> CONSIGNE 1: Relevez toutes les organisations que l'entretien désigne par leur nom.
> CONSIGNE 2: Recopiez le passage de l'entretien qui commence aux mots « Quel est votre » et s'arrête après les mots « dans cette affaire. ».

> TEXTE FOURNI:
Le président de la plateforme nationale des citoyens unis pour le développement (PCUD) a évoqué dans un entretien qu’il a accordé à la radio Lynx fm, la semaine dernière, la dernière mission du Fonds monétaire international qui a séjourné à Conakry pour entamer les négociations d’un nouveau programme qui pourrait être soutenu par FMI à travers la facilité élargie. Il a également abordé le drame de Dar es salam en situant les responsabilités. Lisez.
Quel est votre regard sur le drame qui s’est passé la semaine dernière à Dar Salam de votre ?
Abdourahamane Sanoh : Je voudrais avant de répondre à cette question douloureuse m’incliner devant la mémoire des disparus, exprimer notre compassion et notre solidarité aux familles éplorées et aux blessés. Maintenant en ce qui concerne la question ça a été très dure de vivre cette tragédie en raison du fait qu’on a eu des compatriotes qui ont été touchés avec des dégâts matériels importants et des disparus, et tout cela mais. Si on a été profondément touché c’est parce que ce c’étaient des choses qui pouvaient être évités. C’est ce qui fait mal dans cette affaire.
Donc on l’a vécu avec beaucoup de douleur, le cœur complètement meurtri. On aurait pu quand même éviter que ce genre de catastrophes se produisent dans notre pays, parce qu’il ne s’agit pas d’une catastrophe naturelle, il s’agit de quelque chose humainement presque provoqué.
On a entendu des responsables politiques qui se rejettent les responsabilités, pour le pouvoir ceux-là qui ont géré ne sont pas été suffisamment responsables pour débarrasser la capitale de cette décharge. L’opposition indexe rapidement le pouvoir qui n’a pas pris ses dispositions pour que cette décharge quitte la capitale. Quelle est la réaction de la PCUD, qui vous mettez en cause ?

Données de pointage d'objets nommés:
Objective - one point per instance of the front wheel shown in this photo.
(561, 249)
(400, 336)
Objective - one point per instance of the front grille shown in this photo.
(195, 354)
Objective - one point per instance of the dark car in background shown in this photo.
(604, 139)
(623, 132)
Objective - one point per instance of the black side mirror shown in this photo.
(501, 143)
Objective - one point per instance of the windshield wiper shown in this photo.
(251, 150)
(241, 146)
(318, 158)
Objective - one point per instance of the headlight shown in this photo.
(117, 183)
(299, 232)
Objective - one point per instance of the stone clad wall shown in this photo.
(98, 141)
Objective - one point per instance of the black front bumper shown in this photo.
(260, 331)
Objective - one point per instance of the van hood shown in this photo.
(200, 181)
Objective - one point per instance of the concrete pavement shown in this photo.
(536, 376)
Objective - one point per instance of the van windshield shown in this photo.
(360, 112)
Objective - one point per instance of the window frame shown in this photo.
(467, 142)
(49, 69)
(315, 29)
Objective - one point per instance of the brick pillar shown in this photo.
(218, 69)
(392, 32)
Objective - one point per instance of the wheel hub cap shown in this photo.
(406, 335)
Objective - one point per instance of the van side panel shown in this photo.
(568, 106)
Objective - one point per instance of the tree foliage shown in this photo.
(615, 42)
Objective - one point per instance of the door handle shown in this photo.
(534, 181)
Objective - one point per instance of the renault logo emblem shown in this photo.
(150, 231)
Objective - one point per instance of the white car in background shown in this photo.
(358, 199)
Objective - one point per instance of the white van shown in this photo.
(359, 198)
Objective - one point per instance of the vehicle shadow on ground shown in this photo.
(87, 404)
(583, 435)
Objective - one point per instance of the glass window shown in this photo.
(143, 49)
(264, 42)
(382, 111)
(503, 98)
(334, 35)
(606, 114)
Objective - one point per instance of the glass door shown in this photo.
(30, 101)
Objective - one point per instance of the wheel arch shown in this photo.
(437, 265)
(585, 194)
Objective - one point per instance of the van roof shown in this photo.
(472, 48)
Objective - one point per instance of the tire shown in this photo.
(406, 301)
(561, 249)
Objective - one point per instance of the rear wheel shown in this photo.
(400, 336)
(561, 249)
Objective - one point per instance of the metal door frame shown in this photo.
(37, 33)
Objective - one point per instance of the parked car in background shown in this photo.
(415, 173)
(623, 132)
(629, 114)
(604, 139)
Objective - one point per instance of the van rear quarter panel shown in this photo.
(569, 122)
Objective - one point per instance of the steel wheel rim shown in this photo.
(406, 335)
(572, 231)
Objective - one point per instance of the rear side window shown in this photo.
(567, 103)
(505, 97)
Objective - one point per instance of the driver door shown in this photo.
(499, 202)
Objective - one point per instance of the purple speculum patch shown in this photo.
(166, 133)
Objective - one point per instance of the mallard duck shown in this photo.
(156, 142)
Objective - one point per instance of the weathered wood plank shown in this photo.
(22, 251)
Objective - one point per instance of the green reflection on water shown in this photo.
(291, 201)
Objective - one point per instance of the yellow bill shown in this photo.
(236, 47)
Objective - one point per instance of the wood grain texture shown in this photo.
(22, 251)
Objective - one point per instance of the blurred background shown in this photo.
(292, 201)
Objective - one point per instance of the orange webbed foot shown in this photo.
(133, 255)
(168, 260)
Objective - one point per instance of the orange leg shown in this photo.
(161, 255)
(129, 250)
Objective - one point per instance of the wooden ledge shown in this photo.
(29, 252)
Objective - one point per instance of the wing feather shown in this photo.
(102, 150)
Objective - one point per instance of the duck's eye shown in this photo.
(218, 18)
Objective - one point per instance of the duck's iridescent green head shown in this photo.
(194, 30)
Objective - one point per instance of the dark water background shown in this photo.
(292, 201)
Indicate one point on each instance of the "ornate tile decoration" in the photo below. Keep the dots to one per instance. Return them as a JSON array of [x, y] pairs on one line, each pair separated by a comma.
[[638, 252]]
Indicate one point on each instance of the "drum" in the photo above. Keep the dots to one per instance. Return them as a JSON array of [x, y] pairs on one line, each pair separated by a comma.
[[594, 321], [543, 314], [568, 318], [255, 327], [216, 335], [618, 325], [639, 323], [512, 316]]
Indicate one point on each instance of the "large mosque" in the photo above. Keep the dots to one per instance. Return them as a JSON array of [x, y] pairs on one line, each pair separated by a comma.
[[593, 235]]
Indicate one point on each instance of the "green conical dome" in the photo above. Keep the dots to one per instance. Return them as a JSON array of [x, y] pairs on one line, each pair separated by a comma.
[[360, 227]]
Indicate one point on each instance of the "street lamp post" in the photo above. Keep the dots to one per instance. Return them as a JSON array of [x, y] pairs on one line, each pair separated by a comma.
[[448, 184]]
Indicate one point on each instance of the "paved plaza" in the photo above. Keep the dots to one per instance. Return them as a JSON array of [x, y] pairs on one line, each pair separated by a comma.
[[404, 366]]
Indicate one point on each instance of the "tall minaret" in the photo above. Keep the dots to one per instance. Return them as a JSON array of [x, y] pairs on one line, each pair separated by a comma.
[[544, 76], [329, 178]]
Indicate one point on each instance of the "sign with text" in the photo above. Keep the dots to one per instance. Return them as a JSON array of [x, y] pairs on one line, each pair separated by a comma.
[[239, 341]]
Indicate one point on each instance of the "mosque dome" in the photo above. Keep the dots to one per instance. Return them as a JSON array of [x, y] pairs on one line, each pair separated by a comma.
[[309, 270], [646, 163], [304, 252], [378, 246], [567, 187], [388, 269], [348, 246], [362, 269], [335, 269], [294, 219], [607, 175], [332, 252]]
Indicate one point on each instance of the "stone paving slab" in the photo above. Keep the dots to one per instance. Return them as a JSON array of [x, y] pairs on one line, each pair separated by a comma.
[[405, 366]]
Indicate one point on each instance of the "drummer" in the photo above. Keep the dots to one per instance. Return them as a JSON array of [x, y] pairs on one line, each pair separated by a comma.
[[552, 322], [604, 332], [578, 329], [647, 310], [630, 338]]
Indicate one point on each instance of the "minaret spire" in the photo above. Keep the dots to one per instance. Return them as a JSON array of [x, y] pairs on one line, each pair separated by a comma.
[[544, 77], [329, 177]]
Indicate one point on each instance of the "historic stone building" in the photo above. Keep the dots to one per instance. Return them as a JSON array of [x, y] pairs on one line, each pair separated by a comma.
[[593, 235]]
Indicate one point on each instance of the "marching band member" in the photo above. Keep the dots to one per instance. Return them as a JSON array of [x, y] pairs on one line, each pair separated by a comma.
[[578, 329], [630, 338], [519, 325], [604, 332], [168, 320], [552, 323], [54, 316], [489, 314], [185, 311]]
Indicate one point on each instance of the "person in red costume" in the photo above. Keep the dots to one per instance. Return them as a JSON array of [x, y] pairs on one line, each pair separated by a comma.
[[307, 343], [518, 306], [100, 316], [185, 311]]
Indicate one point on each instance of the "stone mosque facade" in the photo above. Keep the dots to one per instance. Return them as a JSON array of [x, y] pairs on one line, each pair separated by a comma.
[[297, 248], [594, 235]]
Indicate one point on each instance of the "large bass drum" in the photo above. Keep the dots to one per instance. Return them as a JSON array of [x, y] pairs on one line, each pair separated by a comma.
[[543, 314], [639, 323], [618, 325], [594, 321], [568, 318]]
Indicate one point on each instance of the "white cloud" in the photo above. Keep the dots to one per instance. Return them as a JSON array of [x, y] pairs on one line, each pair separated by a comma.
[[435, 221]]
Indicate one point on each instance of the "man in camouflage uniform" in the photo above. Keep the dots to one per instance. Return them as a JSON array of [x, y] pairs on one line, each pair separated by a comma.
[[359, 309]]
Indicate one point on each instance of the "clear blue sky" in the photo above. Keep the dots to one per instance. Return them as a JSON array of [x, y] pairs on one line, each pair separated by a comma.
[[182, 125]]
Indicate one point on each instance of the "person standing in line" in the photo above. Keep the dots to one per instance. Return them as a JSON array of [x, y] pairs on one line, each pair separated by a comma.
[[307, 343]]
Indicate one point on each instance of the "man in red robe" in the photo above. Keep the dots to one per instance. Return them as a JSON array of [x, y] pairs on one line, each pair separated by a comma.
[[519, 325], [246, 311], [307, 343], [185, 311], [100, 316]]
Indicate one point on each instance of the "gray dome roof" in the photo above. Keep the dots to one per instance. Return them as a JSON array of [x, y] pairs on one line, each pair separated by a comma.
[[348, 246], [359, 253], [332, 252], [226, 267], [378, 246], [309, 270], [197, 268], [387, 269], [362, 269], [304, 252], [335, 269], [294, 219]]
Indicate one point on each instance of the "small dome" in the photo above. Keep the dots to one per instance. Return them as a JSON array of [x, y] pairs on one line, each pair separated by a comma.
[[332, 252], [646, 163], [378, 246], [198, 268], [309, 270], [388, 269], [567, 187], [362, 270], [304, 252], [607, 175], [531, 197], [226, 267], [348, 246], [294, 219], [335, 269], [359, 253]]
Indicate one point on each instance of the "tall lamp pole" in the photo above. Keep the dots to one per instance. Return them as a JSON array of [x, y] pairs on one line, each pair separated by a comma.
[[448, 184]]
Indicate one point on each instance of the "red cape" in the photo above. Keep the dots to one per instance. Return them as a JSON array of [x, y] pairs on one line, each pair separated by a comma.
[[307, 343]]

> CORRIGÉ DÉTAILLÉ 1:
- la plateforme nationale des citoyens unis pour le développement (PCUD)
- la radio Lynx fm
- le Fonds monétaire international (FMI)

> CORRIGÉ DÉTAILLÉ 2:
Quel est votre regard sur le drame qui s’est passé la semaine dernière à Dar Salam de votre ?
Abdourahamane Sanoh : Je voudrais avant de répondre à cette question douloureuse m’incliner devant la mémoire des disparus, exprimer notre compassion et notre solidarité aux familles éplorées et aux blessés. Maintenant en ce qui concerne la question ça a été très dure de vivre cette tragédie en raison du fait qu’on a eu des compatriotes qui ont été touchés avec des dégâts matériels importants et des disparus, et tout cela mais. Si on a été profondément touché c’est parce que ce c’étaient des choses qui pouvaient être évités. C’est ce qui fait mal dans cette affaire.